(Beginning of Supplied entries)
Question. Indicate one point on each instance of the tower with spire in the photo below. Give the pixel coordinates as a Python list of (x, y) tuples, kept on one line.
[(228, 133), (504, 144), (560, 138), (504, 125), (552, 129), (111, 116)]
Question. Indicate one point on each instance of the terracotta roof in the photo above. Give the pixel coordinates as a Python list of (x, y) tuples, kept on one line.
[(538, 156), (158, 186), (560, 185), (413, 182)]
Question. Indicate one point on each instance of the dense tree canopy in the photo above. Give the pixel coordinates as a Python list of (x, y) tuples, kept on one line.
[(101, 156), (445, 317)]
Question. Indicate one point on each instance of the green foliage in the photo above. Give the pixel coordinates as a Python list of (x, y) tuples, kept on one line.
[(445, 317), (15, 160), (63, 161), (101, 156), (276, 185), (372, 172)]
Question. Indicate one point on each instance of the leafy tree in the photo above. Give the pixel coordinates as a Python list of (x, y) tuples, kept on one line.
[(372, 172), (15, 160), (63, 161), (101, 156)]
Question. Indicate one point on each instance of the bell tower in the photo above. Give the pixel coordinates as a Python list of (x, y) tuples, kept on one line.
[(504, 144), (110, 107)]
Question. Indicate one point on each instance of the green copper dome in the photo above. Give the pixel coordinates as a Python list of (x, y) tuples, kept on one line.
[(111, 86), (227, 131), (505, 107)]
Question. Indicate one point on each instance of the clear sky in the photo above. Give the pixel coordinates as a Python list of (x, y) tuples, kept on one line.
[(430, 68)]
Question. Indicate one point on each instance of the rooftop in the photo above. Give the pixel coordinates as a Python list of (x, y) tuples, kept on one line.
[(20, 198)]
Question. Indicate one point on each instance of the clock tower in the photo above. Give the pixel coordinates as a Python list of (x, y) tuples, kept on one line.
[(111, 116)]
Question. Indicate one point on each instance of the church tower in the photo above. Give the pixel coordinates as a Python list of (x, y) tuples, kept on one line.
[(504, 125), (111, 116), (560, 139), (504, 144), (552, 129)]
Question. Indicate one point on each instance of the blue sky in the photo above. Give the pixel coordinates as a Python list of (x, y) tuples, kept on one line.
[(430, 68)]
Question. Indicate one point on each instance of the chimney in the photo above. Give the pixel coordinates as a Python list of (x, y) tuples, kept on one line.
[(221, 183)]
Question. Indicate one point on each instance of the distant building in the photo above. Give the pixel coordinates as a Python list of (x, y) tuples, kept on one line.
(End of Supplied entries)
# [Activity]
The listing above should be printed again in full, unchanged.

# [Answer area]
Question. Indicate one point on each instance of the tower with spire in the photo below. Give the pixel coordinates as a Python list of (x, y) tuples, kept on one line.
[(228, 133), (504, 144), (560, 138), (504, 125), (552, 129), (111, 116)]
Question. Indicate one point on each instance of the terracotta roof in the photo above. Give the pixel coordinates as a Python list of (x, y) tuples, kept on one line.
[(538, 156), (158, 186), (560, 185), (413, 182)]
Question. Indicate one point on each instance of the dense tree canopy in the photo above. Give the pixel coordinates as a Python list of (x, y) tuples, kept on one line.
[(101, 156), (445, 317)]
Question. Indicate one point on each instance of the green foliage in the photo above. Give the pixel coordinates as a Python list of (x, y) tuples, kept on one line.
[(445, 317), (15, 160), (63, 161), (101, 156), (276, 185), (372, 172)]
Question. Indicate one point on each instance of the leafy tree in the photo above. Give the pixel coordinates as a Python list of (x, y) tuples, kept on one line.
[(372, 172), (15, 160), (63, 161), (101, 156)]
Question. Indicate one point on each instance of the bell tower in the photo above. Give the pixel coordinates as a Python list of (x, y) tuples, kept on one line.
[(504, 144), (110, 107)]
Question. Indicate one point on each instance of the green copper dome in the photo above. Give the pixel coordinates as a Python list of (x, y) tuples, kept on one line.
[(111, 86), (227, 131), (505, 107)]
Question. Indicate one point on each instance of the clear sky in the photo above. Give the pixel coordinates as a Python list of (x, y) tuples, kept on one line.
[(430, 68)]
Question. Indicate one point on each instance of the rooftop in the photo above. Give the pixel coordinates as a Python list of (x, y) tuples, kept on one line.
[(20, 198)]
Question. Indicate one point on each instance of the clock tower in the photo above. Give the pixel coordinates as a Python list of (x, y) tuples, kept on one line.
[(111, 116)]
Question. Indicate one point on each instance of the church tower in the photo above. Give the pixel coordinates as a Python list of (x, y) tuples, kept on one line.
[(504, 125), (111, 116), (560, 139), (504, 144), (552, 129)]
Question. Indicate one point on each instance of the blue sky in the photo above. Give the pixel coordinates as a Python list of (x, y) tuples, kept on one line.
[(430, 68)]
Question. Indicate one point on each instance of the chimney in the photo above. Give the pixel coordinates as a Python list of (x, y) tuples, kept on one line.
[(221, 183)]
Question. Indicate one point on each instance of the distant building in the photo above. Give the pixel coordinates as a Python list of (x, y) tuples, kept on one line.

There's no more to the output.